### Aim
Copy out the records word for word, beginning with the line that contains "Where can the mountain" and continuing through the end of the records.

### Material
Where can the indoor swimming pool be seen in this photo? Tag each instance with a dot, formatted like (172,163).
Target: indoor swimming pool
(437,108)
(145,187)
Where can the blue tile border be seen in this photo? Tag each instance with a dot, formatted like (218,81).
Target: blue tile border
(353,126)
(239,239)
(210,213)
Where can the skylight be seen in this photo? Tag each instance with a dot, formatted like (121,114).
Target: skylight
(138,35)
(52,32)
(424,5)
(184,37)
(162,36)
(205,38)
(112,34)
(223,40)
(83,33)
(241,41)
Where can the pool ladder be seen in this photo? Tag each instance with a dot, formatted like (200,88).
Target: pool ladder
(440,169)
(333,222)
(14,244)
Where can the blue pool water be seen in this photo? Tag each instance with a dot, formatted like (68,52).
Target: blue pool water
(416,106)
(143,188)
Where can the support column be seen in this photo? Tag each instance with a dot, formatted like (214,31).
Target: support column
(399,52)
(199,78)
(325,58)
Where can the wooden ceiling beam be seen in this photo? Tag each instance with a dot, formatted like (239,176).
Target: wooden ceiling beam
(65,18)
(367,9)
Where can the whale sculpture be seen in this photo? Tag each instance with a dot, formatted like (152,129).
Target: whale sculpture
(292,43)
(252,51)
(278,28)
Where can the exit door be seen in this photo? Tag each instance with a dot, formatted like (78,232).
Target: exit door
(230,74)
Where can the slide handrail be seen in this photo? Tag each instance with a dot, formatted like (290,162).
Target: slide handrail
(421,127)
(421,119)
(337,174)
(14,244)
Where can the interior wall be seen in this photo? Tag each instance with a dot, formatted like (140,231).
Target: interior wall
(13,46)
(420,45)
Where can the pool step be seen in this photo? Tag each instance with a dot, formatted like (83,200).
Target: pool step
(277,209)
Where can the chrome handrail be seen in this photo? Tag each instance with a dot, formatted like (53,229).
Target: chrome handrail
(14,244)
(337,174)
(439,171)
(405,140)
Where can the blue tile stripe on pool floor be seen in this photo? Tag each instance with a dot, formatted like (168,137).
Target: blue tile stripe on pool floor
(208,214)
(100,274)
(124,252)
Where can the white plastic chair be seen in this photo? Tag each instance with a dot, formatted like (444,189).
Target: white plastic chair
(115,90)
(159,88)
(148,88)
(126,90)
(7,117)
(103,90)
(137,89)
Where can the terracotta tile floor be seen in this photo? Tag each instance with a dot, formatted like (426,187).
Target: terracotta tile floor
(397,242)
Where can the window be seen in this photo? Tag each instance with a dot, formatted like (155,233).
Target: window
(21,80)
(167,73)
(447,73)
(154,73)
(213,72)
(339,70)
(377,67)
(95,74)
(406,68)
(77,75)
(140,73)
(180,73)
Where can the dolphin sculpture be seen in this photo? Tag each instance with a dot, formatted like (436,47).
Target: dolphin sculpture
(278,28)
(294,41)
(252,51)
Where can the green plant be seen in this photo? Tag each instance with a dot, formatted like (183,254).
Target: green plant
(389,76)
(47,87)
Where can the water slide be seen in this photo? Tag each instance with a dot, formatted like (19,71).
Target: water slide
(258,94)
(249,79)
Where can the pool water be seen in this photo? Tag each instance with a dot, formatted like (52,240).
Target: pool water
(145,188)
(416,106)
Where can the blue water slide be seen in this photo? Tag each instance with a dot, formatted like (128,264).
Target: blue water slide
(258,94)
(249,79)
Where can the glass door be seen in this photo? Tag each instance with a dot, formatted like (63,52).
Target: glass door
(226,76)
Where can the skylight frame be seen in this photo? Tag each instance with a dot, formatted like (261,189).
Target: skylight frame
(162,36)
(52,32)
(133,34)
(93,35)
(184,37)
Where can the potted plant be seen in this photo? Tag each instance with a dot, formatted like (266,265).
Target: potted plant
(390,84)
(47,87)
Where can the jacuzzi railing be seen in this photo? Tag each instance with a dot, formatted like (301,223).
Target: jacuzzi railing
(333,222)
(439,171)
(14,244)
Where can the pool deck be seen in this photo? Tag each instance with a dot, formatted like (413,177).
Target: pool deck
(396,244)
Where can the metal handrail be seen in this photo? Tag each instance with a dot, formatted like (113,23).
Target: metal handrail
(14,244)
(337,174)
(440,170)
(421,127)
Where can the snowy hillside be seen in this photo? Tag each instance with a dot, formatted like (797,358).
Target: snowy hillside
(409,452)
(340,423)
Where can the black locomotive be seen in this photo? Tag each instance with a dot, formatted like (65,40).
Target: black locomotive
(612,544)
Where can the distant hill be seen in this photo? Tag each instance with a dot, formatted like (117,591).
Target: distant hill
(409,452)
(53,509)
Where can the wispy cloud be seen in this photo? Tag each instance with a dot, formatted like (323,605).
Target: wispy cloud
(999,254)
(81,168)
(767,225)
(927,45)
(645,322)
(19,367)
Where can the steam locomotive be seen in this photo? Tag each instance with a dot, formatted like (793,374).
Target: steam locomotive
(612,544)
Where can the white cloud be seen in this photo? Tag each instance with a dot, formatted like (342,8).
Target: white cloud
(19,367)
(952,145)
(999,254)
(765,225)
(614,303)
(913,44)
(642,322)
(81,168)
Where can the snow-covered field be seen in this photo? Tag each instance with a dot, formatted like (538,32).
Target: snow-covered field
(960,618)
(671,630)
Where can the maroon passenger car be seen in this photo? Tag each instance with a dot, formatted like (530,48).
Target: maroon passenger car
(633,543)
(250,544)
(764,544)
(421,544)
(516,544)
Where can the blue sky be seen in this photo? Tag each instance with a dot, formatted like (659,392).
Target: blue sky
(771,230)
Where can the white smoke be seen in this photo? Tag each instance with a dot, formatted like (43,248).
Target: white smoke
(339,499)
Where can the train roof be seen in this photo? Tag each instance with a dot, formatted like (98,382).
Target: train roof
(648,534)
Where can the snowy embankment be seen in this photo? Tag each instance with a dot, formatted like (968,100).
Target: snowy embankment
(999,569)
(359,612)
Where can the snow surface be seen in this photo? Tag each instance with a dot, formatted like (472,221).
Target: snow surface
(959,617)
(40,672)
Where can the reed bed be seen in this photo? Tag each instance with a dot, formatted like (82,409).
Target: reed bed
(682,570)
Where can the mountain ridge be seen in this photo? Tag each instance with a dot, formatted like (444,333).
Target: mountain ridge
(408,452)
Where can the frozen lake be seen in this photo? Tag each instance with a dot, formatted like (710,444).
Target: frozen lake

### Final result
Where can the mountain ridge be seen in this photo? Tag each instance with a dot, formatted like (444,333).
Target: mountain ridge
(408,452)
Where can the frozen lake be seen in this photo? Tag each instance with a dot, formatted like (710,444).
Target: frozen lake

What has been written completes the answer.